Electric scooters have become a highly popular personal mobility vehicle for the residents of large cities. They are easy to use, convenient, affordable, and more sustainable than other transport options, so their use has become widespread in record time. However, the scooter boom has been accompanied by two controversial issues: high accident figures and lack of regulation.
Up to September this year, more than 250 traffic accidents involving electric scooters were being reported each year, which has led many users to start asking what would happen if they were involved in one.
What happens in the event of an accident with an uninsured scooter?
Currently, the regulations imposed by the Directorate General of Traffic (DGT) establish rules for speed, circulation and the use of protective equipment, among other aspects. However, the obligation to take out insurance is still a pending issue. According to the regulatory body, only electric scooters belonging to a tourist or rental company are obliged to have insurance, but there is no such requirement for electric scooters used by private individuals.
If the scooter is not covered by insurance, the person responsible for the accident is liable for any damages or compensation to which the injured party is entitled. These expenses can range from the injured party’s hospital bills to the possible cost of repairing the vehicle, among other variables that depend on each particular case.

________________________

_Work instructions:_
1. According to the electric scooter text, which electric scooters are required by the DGT to have insurance?
2. List every quality the electric scooter text gives as a reason that scooter use became widespread.
3. Pick up the text on electric scooter accidents and insurance where it stops, and continue it.

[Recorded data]
________________________

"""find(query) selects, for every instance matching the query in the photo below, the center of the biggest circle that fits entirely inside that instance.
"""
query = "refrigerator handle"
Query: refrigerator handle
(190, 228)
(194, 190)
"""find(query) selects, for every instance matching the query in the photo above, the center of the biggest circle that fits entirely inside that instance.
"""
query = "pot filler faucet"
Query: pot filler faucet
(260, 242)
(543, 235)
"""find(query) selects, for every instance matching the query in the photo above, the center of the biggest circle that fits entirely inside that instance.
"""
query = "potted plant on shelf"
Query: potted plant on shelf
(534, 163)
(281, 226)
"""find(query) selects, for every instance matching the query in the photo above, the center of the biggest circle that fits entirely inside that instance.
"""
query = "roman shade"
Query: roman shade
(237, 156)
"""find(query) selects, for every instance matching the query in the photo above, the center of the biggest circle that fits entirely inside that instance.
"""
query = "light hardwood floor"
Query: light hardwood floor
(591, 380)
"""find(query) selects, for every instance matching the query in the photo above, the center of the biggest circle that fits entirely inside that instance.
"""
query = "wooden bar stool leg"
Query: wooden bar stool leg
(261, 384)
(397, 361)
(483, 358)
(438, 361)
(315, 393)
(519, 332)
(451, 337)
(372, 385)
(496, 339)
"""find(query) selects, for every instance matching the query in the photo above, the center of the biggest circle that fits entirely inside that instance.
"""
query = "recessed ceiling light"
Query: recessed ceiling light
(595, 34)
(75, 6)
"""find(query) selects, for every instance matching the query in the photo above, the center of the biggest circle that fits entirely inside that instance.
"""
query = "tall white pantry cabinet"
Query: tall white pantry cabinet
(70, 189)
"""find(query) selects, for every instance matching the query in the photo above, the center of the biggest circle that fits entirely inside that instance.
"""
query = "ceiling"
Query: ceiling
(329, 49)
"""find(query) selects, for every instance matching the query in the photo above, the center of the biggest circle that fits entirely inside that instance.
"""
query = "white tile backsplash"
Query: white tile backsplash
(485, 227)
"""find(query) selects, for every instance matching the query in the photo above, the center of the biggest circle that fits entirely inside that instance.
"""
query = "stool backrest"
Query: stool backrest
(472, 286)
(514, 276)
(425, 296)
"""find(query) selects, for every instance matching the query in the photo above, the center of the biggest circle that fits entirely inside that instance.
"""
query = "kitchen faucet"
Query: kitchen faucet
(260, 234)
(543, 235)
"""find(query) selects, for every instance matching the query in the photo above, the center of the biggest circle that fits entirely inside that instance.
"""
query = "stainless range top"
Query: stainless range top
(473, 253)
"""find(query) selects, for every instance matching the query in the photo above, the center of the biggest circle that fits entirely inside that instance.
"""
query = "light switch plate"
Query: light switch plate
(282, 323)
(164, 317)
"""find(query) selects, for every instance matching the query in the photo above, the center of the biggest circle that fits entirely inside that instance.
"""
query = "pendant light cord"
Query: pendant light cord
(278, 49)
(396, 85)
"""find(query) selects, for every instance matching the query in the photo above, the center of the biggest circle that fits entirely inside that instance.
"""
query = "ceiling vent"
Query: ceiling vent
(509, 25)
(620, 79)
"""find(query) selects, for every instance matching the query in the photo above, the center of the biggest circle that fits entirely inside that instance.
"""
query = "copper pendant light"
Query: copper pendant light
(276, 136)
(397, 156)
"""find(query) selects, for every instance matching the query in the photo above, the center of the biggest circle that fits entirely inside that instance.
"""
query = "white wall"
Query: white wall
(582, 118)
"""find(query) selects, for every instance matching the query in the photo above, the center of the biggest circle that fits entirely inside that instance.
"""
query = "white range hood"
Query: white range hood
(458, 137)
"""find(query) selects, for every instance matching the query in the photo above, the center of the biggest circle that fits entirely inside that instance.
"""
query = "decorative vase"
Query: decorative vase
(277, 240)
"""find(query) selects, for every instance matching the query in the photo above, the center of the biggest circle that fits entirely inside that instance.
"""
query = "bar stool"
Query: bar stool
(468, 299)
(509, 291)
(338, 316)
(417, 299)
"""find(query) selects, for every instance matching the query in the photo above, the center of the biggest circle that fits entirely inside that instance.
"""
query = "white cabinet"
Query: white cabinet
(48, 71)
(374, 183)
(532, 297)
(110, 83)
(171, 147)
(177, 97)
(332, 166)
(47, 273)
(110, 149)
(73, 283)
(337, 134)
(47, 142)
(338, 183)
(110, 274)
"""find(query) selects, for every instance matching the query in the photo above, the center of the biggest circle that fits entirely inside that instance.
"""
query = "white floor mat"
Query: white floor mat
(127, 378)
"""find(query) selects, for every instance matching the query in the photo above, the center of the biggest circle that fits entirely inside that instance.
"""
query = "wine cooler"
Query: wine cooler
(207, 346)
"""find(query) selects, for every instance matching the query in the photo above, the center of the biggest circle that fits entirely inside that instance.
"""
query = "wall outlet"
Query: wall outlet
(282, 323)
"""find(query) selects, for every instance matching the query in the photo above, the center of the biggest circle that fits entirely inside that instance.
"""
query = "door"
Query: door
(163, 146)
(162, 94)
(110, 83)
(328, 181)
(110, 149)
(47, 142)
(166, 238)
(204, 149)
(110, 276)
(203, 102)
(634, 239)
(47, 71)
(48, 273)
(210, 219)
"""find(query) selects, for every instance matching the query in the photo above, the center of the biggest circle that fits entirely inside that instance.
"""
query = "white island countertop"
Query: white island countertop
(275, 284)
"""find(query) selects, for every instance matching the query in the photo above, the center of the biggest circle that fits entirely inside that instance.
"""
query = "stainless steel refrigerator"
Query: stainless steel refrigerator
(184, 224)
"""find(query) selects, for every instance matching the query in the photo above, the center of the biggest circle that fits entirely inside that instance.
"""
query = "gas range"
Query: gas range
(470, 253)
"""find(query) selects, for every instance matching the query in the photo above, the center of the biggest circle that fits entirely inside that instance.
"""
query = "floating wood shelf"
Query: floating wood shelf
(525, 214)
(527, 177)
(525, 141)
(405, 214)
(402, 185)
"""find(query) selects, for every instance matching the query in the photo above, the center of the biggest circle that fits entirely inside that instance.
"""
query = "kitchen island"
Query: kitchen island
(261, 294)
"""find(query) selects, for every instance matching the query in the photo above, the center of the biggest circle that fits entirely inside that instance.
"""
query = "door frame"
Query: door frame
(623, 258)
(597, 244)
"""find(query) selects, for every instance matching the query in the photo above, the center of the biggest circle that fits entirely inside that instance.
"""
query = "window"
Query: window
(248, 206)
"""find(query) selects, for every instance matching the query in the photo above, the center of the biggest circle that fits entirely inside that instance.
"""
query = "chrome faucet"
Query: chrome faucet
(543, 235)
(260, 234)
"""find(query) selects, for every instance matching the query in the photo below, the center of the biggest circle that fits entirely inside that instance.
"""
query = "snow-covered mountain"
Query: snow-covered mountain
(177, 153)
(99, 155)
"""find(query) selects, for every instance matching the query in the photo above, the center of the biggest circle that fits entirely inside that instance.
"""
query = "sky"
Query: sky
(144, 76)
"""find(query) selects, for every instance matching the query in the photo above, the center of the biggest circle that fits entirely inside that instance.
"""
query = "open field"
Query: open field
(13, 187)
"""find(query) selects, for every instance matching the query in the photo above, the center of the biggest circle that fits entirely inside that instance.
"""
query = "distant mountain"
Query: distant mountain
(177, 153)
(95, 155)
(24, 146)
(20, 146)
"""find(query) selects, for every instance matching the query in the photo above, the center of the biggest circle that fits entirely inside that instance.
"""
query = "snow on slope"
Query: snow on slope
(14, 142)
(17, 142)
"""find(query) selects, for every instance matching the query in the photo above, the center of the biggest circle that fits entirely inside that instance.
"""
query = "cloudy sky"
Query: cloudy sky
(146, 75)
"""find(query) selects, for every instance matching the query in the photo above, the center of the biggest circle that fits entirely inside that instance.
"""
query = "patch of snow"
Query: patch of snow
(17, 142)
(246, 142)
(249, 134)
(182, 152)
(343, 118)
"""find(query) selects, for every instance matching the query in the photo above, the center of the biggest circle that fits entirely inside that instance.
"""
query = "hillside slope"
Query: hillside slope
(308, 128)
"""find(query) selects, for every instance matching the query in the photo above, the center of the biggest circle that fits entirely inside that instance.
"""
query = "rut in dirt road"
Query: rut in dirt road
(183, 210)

________________________

_Per-task answers:_
1. Only electric scooters belonging to a tourist or rental company.

2.
- Easy to use
- Convenient
- Affordable
- More sustainable than other transport options

3.
Taking into account the offences that electric scooter users commit and the complications that the lack of insurance entails, the DGT is being forced to take measures with some urgency.
All scooters will end up needing compulsory insurance to drive on public roads According to the Director of the DGT, Pere Navarro, in a very short time, all users of electric scooters will be obliged to take out a traffic insurance policy to use public roads.
This will not only make users aware of the need to drive carefully and use the vehicle responsibly but, in the event of an accident, it will make proceedings much easier.
With this proposed measure, the aim of the DGT is, above all, to facilitate the legal procedures handled by local councils and other authorities on a day-to-day basis and to reduce the number of accidents involving this type of vehicle.
The users of electric scooters must, therefore, start to examine the insurance options available, so that they can comply with the new regulations simply and quickly, when they are introduced, a development that is now closer than ever.